> **原文段落**:
★ ★ ★ ★
这一事件从一个侧面展现了克娄巴特拉的手腕和远见。她成为伊希斯女神的化身绝非偶然,恰恰相反,这已经成为她维系王位合法性不可或缺的宣传手段。

作为伊希斯的化身,克娄巴特拉自然也就成了整个王国和全体子民的“母亲”。她就像所有母亲一样,为他们抵御外界的不公和危险、提供食物,并守护他们的未来。作为托勒密王朝的女王,她从古埃及的文化和宗教中获得了前所未有的启示。就像一位老谋深算的政客,克娄巴特拉运用自己的语言能力,对教会强大势力进行妥协和支持,以及与伊希斯等远古神灵的遥相呼应,使自己通过对人民和文化的亲近而深入民心,将自己塑造成一位国运民生的守护者。

然而她的构想不止于此,甚至第一个孩子小恺撒的降生都被用来进行宣传。克娄巴特拉和伊希斯间不乏共同之处,她们都是独自抚养后代(因为两人孩子的生父都不幸身亡),同时两人的后代并非肉体凡胎,而是神灵之后。这在小恺撒的出身中尤为明显。克娄巴特拉宣称他是恺撒的亲生骨肉,而后者被屋大维神化,加之克娄巴特拉本人也是一位女神的化身,因而小恺撒顺理成章获得了王位继承权,并成功与欧西里斯的儿子——那位长着鹰头的埃及神灵荷鲁斯建立了联系。
★ ★ ★ ★
> **任务列表**:
- A) 请把关于克娄巴特拉的原文中从“这一事件从一个侧面展现了克娄”开始、一直到“塑造成一位国运民生的守护者。”为止的部分原样抄写下来。
- B) 在关于克娄巴特拉的原文中,小恺撒成功与哪位埃及神灵建立了联系?

区域标注项:
★ ★ ★ ★
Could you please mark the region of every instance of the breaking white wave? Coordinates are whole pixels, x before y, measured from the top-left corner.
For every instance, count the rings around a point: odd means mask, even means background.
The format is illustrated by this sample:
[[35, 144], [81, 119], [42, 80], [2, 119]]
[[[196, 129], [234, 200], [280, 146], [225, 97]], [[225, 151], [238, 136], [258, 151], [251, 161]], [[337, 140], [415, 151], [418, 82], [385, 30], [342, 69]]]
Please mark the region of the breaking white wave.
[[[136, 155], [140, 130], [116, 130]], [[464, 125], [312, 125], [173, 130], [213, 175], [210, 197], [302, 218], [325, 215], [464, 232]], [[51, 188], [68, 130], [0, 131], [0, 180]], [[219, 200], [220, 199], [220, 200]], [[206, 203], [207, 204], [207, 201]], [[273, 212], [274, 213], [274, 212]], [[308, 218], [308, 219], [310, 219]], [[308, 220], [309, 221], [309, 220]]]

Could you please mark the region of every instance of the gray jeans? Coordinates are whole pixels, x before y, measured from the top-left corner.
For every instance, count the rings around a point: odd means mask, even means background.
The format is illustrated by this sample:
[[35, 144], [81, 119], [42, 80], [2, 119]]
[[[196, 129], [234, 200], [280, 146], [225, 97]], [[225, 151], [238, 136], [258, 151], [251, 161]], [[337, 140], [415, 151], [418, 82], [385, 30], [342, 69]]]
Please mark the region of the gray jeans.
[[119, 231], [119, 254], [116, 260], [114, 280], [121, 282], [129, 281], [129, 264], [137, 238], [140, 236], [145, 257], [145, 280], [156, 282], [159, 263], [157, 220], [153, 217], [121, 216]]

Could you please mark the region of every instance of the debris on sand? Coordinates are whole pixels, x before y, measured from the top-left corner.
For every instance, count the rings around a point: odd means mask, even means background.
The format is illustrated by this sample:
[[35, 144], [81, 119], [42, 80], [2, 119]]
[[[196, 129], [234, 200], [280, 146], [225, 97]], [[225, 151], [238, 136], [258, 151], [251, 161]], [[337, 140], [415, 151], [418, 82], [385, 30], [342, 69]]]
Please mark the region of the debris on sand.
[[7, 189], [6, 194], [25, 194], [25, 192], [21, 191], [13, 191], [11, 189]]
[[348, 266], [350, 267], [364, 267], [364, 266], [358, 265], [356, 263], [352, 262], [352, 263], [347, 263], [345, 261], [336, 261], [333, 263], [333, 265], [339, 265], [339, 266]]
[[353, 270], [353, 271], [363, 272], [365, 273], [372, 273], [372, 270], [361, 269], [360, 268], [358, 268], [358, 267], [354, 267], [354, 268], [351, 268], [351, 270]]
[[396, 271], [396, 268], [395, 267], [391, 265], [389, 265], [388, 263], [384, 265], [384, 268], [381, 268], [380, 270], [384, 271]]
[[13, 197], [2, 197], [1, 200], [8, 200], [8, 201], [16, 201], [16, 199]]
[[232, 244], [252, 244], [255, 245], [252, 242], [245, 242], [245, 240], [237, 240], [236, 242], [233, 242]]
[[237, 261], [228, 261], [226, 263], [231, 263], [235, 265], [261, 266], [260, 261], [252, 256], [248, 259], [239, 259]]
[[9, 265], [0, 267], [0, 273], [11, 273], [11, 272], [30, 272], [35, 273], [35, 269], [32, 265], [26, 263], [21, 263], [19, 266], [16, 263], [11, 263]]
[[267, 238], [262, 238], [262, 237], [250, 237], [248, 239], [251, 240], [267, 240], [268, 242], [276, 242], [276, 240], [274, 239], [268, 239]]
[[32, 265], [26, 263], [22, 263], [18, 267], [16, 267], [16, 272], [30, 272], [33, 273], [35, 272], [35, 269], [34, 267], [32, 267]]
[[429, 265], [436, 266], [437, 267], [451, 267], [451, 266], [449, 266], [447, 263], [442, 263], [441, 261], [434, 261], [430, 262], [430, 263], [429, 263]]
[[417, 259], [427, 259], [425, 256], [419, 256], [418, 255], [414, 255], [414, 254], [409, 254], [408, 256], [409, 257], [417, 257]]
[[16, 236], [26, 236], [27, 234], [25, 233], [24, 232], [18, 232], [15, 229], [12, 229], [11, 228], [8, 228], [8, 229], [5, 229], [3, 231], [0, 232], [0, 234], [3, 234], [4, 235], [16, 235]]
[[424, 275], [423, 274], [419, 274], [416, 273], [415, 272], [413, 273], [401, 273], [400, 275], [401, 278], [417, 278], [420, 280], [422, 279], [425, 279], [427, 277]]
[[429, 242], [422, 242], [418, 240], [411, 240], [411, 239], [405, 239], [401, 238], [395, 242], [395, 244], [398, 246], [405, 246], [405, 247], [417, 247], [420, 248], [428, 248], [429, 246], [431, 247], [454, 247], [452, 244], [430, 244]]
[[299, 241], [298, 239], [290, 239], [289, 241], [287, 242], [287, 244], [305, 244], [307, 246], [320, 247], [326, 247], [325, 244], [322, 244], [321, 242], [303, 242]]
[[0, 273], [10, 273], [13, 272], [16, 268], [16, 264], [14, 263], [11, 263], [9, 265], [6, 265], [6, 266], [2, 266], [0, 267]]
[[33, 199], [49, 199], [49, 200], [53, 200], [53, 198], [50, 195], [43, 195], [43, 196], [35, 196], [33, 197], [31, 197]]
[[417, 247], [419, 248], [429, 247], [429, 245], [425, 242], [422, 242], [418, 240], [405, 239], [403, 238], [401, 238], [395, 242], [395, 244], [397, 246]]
★ ★ ★ ★
> **逐项答案**:
- A)
这一事件从一个侧面展现了克娄巴特拉的手腕和远见。她成为伊希斯女神的化身绝非偶然,恰恰相反,这已经成为她维系王位合法性不可或缺的宣传手段。

作为伊希斯的化身,克娄巴特拉自然也就成了整个王国和全体子民的“母亲”。她就像所有母亲一样,为他们抵御外界的不公和危险、提供食物,并守护他们的未来。作为托勒密王朝的女王,她从古埃及的文化和宗教中获得了前所未有的启示。就像一位老谋深算的政客,克娄巴特拉运用自己的语言能力,对教会强大势力进行妥协和支持,以及与伊希斯等远古神灵的遥相呼应,使自己通过对人民和文化的亲近而深入民心,将自己塑造成一位国运民生的守护者。

- B) 荷鲁斯,即欧西里斯那位长着鹰头的儿子。